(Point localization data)
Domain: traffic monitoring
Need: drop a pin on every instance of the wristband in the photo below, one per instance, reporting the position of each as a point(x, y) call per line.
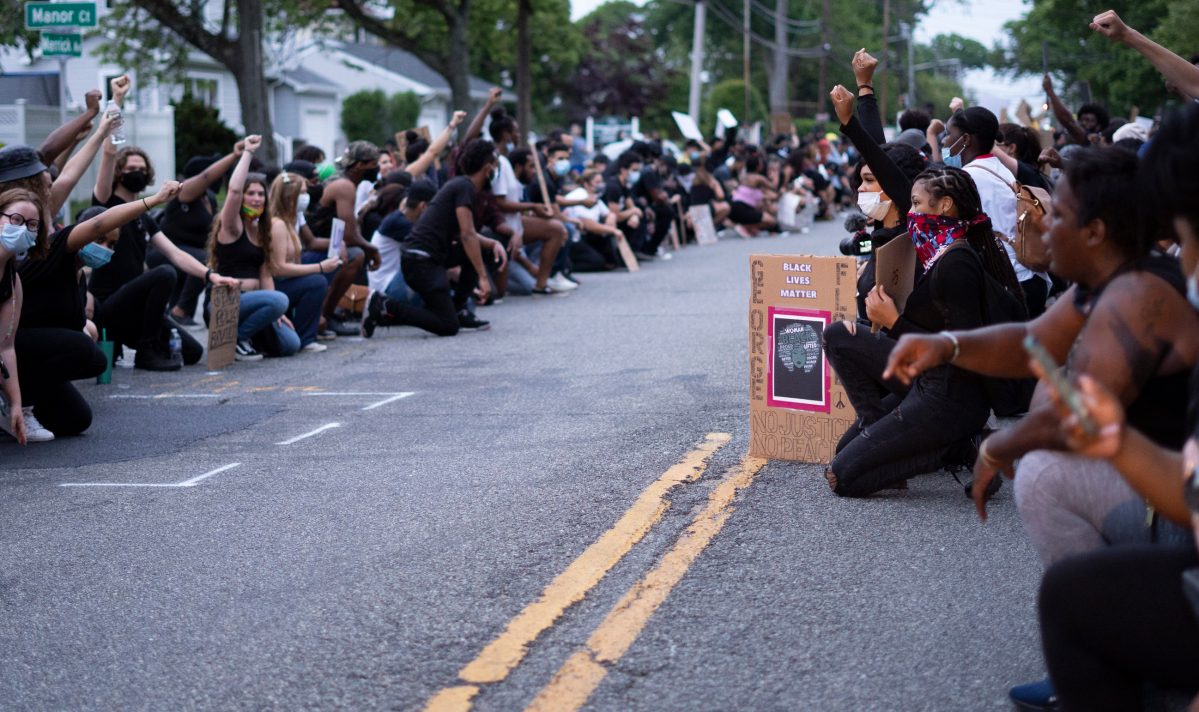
point(953, 339)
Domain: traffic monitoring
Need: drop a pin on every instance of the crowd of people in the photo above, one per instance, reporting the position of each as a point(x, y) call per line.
point(1083, 249)
point(1086, 243)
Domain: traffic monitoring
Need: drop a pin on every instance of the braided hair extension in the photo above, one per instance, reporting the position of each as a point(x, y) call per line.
point(957, 185)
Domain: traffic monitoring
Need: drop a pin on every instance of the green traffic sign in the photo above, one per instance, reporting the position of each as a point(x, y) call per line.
point(55, 44)
point(40, 16)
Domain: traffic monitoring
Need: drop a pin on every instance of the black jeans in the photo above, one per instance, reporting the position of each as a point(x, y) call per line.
point(134, 315)
point(427, 278)
point(899, 433)
point(48, 360)
point(187, 290)
point(1116, 619)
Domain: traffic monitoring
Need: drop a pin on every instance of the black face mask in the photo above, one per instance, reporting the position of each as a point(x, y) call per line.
point(134, 181)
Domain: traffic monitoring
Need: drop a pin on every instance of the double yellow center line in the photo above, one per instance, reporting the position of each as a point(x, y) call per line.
point(584, 670)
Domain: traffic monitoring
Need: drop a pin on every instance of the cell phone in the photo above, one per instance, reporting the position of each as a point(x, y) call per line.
point(1066, 390)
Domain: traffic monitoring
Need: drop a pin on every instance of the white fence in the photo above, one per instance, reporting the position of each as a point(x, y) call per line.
point(151, 131)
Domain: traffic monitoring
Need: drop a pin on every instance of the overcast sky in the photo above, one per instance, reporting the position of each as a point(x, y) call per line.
point(978, 19)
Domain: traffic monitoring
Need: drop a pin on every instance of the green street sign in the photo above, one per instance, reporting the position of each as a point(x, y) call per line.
point(40, 16)
point(55, 44)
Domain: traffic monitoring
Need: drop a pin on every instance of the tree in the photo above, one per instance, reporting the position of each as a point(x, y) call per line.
point(1100, 70)
point(437, 31)
point(199, 130)
point(374, 116)
point(236, 42)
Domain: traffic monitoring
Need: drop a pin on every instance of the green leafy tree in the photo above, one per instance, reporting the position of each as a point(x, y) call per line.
point(199, 130)
point(374, 116)
point(1096, 67)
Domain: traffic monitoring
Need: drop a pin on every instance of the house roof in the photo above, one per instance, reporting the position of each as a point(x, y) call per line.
point(407, 64)
point(40, 89)
point(302, 79)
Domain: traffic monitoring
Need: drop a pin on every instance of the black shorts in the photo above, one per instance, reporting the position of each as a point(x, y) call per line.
point(743, 213)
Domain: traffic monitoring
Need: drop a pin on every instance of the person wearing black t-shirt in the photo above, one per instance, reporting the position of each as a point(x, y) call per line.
point(131, 301)
point(446, 227)
point(187, 221)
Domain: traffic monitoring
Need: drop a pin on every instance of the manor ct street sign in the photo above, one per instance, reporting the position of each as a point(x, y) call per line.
point(59, 14)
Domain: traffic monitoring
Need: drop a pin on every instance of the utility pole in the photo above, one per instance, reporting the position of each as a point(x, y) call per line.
point(823, 89)
point(779, 101)
point(697, 61)
point(745, 58)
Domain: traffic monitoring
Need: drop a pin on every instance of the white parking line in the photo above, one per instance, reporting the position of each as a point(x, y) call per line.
point(191, 482)
point(386, 400)
point(317, 432)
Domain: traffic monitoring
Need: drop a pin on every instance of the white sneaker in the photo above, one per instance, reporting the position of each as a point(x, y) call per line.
point(35, 432)
point(560, 283)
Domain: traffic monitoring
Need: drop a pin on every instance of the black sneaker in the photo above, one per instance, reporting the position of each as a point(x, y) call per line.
point(341, 327)
point(468, 321)
point(246, 351)
point(148, 358)
point(372, 314)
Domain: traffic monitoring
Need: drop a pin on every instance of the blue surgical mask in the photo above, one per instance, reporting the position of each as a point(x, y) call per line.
point(95, 255)
point(947, 156)
point(17, 239)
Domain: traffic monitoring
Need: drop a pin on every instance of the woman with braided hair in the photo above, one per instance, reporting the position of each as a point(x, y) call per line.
point(905, 430)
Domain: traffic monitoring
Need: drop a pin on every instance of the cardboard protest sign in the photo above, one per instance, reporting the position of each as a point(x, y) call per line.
point(224, 306)
point(895, 270)
point(797, 406)
point(702, 219)
point(336, 237)
point(687, 126)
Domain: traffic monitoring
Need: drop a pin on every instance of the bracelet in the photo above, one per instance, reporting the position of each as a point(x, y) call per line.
point(957, 347)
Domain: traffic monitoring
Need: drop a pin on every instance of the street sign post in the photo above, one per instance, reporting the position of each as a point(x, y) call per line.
point(41, 16)
point(61, 44)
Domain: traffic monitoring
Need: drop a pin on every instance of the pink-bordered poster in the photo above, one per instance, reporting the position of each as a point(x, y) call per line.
point(799, 375)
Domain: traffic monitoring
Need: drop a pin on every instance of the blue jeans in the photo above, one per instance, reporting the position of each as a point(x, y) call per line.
point(305, 297)
point(259, 309)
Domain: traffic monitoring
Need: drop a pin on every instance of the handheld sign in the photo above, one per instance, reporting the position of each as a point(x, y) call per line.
point(224, 306)
point(336, 237)
point(702, 219)
point(687, 126)
point(797, 405)
point(895, 271)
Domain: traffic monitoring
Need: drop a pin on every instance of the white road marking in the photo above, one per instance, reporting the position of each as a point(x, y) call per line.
point(191, 482)
point(317, 432)
point(386, 400)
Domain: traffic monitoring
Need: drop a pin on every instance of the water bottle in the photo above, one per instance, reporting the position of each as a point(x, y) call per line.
point(114, 113)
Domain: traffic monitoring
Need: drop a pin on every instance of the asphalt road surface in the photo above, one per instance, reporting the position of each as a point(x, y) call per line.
point(554, 514)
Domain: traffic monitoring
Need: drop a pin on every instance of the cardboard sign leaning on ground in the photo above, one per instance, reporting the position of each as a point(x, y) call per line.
point(702, 219)
point(224, 305)
point(797, 405)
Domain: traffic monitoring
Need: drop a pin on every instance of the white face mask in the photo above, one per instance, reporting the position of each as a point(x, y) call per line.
point(873, 207)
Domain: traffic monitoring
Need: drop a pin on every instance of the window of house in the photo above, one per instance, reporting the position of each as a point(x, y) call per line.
point(205, 90)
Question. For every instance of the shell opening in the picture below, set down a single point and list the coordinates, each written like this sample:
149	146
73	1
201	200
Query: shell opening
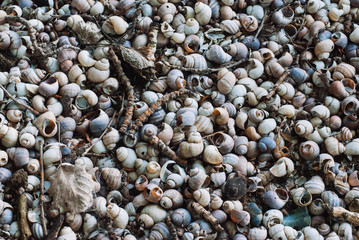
49	126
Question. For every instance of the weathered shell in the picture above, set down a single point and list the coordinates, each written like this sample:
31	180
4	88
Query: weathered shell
112	177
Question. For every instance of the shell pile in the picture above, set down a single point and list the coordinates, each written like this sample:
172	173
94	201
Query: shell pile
179	119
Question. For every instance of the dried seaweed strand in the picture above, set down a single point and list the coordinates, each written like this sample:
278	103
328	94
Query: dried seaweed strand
173	229
42	212
18	102
207	70
340	212
207	216
24	225
129	89
275	87
103	133
166	150
145	115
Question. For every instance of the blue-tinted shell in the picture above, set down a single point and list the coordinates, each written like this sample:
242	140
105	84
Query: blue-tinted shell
181	217
266	144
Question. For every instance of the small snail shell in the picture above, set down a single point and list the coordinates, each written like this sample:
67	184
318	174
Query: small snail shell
171	199
3	158
110	85
52	153
354	36
32	75
74	221
309	150
240	217
316	207
353	179
194	60
255	68
153	193
27	140
320	111
99	72
217	55
202	196
49	87
153	213
86	99
282	167
191	27
224	142
315	185
175	79
203	13
152	170
197	179
192	43
272	217
276	199
99	123
66	233
193	147
119	215
111	138
286	91
46	123
266	126
19	155
220	116
250	23
301	197
181	217
14	115
115	25
212	155
85	59
240	145
323	49
231	27
226	81
166	12
112	177
333	146
303	128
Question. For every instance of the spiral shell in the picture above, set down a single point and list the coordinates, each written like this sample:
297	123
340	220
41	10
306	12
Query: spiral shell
112	177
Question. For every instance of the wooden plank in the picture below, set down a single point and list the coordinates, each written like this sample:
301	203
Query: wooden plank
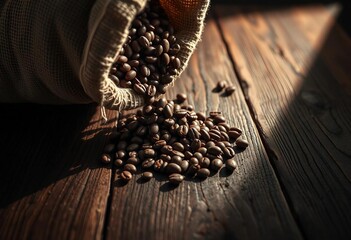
52	186
246	205
294	67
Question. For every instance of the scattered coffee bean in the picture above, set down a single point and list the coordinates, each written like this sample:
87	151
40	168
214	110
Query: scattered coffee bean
203	173
229	90
231	164
147	176
173	139
181	97
126	175
105	158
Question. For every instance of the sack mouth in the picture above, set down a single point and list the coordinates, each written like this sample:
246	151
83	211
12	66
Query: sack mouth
104	43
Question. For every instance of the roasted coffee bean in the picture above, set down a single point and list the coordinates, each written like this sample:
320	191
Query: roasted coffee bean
147	163
105	158
176	178
109	148
216	164
242	143
121	154
147	176
132	147
167	149
158	165
214	150
204	162
178	146
221	85
118	163
133	160
126	175
203	173
231	164
229	90
173	168
182	130
130	167
195	145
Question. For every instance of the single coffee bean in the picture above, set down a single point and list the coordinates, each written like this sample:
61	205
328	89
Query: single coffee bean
178	146
173	168
214	150
118	163
184	165
231	164
130	75
147	176
221	85
105	158
126	175
229	90
204	162
133	160
203	173
130	167
147	163
109	148
176	178
216	164
242	143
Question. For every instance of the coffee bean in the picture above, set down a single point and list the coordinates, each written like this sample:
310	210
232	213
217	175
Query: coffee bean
221	85
147	163
126	175
173	168
130	167
147	176
118	163
203	173
105	158
216	164
214	150
204	162
231	164
242	143
184	165
178	146
229	90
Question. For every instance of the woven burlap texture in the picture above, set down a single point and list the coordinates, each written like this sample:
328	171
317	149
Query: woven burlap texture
61	51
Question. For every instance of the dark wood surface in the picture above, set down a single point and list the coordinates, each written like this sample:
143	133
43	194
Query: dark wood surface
291	70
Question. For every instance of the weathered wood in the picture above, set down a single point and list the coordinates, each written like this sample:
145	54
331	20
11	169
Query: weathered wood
52	186
294	67
246	205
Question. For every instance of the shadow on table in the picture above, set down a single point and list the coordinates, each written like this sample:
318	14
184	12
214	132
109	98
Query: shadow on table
41	144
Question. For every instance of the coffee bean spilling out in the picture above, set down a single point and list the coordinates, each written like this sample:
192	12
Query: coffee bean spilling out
148	60
171	138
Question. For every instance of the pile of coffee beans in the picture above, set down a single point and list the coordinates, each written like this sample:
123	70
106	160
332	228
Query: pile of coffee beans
148	60
172	138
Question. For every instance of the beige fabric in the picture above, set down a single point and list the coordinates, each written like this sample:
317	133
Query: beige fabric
61	51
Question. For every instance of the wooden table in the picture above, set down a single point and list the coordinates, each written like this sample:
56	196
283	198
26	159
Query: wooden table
291	68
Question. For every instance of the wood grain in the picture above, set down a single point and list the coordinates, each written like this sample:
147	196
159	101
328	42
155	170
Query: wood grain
246	205
294	67
52	186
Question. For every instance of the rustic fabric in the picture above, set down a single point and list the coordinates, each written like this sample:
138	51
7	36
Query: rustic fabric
61	51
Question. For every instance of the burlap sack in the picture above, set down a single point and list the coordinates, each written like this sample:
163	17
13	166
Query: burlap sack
61	51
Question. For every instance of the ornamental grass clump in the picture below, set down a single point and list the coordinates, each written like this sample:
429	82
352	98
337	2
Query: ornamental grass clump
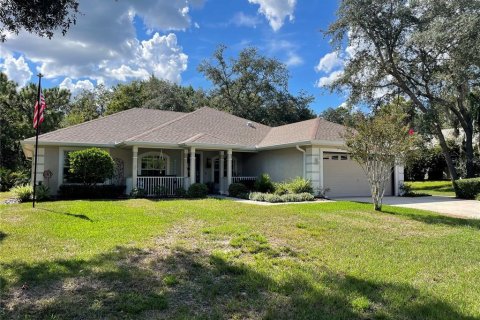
23	193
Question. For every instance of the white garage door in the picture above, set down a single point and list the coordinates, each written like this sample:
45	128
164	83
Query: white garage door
345	178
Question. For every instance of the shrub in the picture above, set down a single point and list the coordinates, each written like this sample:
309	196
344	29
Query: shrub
160	191
467	188
257	196
42	193
197	190
289	197
237	190
80	191
10	179
91	166
23	193
406	190
281	188
273	198
180	192
210	186
138	193
264	183
299	185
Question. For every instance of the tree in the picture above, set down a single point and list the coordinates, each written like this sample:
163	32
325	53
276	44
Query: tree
16	117
126	96
38	17
91	166
378	143
254	87
428	51
342	115
166	95
86	106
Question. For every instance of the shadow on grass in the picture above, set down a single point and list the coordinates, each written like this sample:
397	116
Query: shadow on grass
182	284
74	215
435	218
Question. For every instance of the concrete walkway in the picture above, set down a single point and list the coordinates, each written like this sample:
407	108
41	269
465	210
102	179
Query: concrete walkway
469	209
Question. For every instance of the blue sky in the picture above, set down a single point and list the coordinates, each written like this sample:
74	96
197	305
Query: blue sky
119	41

§ TASK OBJECTIVE: Could you return exactly the lines starting with the one that contains "Query: wood grain" and ending with the last line of the data above? Leave the pictures out.

§ EXERCISE ANSWER:
Query: wood grain
246	205
294	67
52	186
Question. For every instance of the rustic fabric in the picture above, set down a single point and list the coordinates, each written like this sample:
138	51
7	36
Query: rustic fabric
61	51
Question. For every instance of the burlap sack in the picture above, set down a single point and list the coordinates, each written like this sample:
163	17
13	166
Query: burlap sack
61	51
Question. For every instance of the ornamental grass clump in the picture below, set down a single point and list the coordinates, each written like this sample:
429	82
352	98
337	2
Query: ornamental grass clump
23	193
Question. For every instance of the white garage door in the picture above, set down a single point and list the coordinates, each written like this sample:
45	128
164	83
Query: white garage door
345	178
Question. For every instance of the shrub in the picture above, set down a single point and list the coordinates, each written like this sample:
309	196
344	29
Query: shrub
160	191
467	188
257	196
42	193
197	190
289	197
237	190
80	191
10	179
91	166
23	193
406	190
281	188
273	198
180	192
210	186
138	193
264	183
299	185
Question. For every instance of the tree in the picture above, set down a single point and list the coordinates, each written like this sample:
163	32
325	53
276	44
Query: tree
16	117
126	96
38	17
91	166
378	143
254	87
428	51
342	115
166	95
86	106
Question. For every instance of the shadow on grass in the picture above, set down a single point and list the coordinates, each written like this sample:
397	116
Query: shadow on grass
182	284
74	215
435	218
Question. For every instance of the concrete walkway in the picture above, set down a single point and list the coordinates, each written like this sample:
407	108
41	269
465	210
102	179
Query: concrete walkway
469	209
Question. For every instance of the blue sky in the picture above, set down a single point and list the coordinates, each written like this sample:
74	96
197	305
Query: blue sky
119	41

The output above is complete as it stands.